→ **Description of the task**
Lines from the one containing "of the dark" through the last line of the data are to be repeated word for word, both ends included.
---*---
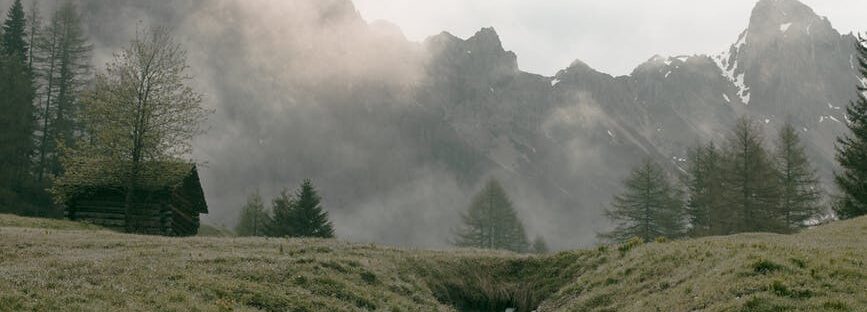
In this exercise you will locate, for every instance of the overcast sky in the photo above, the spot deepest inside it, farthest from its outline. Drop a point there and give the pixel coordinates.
(612, 36)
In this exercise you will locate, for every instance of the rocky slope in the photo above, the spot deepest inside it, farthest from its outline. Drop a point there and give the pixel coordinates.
(399, 134)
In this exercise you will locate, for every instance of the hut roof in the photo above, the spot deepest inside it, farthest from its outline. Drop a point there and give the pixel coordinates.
(92, 176)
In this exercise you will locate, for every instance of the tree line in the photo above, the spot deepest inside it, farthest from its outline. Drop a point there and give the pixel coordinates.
(44, 66)
(738, 187)
(298, 214)
(64, 126)
(490, 222)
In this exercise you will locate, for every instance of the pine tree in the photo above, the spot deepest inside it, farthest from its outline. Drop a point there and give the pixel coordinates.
(14, 42)
(705, 213)
(492, 223)
(800, 192)
(61, 61)
(254, 219)
(282, 223)
(34, 28)
(852, 152)
(650, 207)
(309, 218)
(16, 126)
(539, 246)
(751, 185)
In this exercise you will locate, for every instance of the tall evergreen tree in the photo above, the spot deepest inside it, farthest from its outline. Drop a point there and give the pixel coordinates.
(34, 28)
(650, 207)
(16, 126)
(281, 224)
(14, 40)
(62, 64)
(254, 219)
(852, 152)
(301, 215)
(800, 191)
(492, 223)
(751, 184)
(705, 212)
(309, 217)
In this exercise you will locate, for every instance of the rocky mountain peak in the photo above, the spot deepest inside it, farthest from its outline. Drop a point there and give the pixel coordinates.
(785, 18)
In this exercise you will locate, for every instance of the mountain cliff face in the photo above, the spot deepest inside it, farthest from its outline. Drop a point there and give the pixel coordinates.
(398, 135)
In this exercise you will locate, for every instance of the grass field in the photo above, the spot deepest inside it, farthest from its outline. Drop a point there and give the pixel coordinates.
(64, 266)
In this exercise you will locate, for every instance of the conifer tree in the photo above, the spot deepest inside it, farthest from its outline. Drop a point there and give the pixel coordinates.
(309, 218)
(852, 152)
(282, 223)
(650, 207)
(34, 28)
(301, 215)
(61, 61)
(800, 192)
(254, 219)
(14, 41)
(751, 182)
(705, 213)
(491, 222)
(16, 126)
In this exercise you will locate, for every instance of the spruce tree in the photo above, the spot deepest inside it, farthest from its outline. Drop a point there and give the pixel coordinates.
(491, 222)
(751, 184)
(14, 42)
(852, 152)
(282, 223)
(705, 213)
(800, 192)
(309, 218)
(16, 128)
(61, 61)
(254, 220)
(650, 207)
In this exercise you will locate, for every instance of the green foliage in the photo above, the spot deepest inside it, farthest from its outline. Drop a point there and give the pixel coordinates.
(301, 215)
(750, 182)
(140, 111)
(800, 192)
(492, 223)
(704, 208)
(13, 41)
(254, 219)
(60, 58)
(852, 152)
(650, 207)
(18, 192)
(218, 274)
(16, 122)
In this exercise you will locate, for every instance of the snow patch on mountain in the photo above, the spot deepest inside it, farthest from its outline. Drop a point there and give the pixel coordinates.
(555, 82)
(728, 64)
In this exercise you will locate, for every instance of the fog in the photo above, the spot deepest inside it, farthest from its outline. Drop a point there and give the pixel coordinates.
(398, 134)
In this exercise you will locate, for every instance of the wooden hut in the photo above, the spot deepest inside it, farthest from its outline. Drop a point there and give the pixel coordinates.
(168, 204)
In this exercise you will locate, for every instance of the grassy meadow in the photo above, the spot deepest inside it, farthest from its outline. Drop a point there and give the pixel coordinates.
(64, 266)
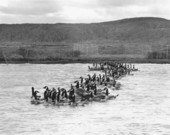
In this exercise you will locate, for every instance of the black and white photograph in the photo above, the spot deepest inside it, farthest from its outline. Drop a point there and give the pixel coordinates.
(84, 67)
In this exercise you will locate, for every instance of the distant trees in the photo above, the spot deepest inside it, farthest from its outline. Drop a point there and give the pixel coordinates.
(158, 55)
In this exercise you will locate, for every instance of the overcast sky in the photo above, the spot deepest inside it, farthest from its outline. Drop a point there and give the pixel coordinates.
(80, 11)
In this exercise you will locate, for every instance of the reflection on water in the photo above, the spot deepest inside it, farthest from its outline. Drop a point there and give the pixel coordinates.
(143, 105)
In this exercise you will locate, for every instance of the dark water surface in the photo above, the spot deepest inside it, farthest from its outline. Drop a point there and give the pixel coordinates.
(142, 108)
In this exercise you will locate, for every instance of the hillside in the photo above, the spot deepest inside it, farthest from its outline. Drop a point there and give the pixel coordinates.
(127, 38)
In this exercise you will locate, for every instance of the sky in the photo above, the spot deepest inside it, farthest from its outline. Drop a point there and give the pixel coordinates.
(80, 11)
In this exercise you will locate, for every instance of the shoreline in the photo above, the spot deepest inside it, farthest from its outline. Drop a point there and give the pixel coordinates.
(91, 60)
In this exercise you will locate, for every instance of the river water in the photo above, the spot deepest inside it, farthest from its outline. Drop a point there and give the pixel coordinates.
(142, 107)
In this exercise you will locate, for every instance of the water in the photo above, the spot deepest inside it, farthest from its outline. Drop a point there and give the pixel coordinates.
(142, 108)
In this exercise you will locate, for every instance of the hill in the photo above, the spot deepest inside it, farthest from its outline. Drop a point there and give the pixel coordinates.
(145, 37)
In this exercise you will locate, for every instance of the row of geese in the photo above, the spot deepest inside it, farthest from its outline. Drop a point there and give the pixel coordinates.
(87, 89)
---*---
→ **Solved problem**
In this exercise you will locate, for every instance of the dark water surface in the photo above, the spot deepest inside it, farthest from its outline. Drop a point there and give the pixel coordinates.
(142, 108)
In this exercise you will locate, for every instance of the hillside in the photo above, the spot deepest inside it, farthest from its outline. Drop a point there and give the pixel coordinates.
(127, 38)
In this exercise you will locate, for every instance of the sky in the photo above, the spot deepest inside it, farthest from its outline. Drop a point there and give the pixel coordinates.
(80, 11)
In this exercise you will locate, for every instance of the shoreline in the photo above, the spot deepest inside it, farthest from its outline. Drop a point there and give the pixel coordinates.
(91, 60)
In this exercise you will locate, for every instance of the river water in the photo above, the spot deepest inside it, farthest from its outline. Drop a point there and give the pixel coordinates.
(142, 107)
In this exercise you will locate, for every instance of the water in the photo above, the spot deepest inside it, farthest from its outline. Drop a point there and give the pixel coordinates.
(142, 108)
In this exercise you will locate, for every instance of the hill in the photo above, the spot deepest inside it, farthest from its outline. Drop a point there and give the pixel coordinates.
(145, 37)
In this exercise you will locate, for every instance of the row of geese in the photo above, the spot deepest inside it, farthest from its outline. Drop a point there and give the pixel coordinates.
(87, 89)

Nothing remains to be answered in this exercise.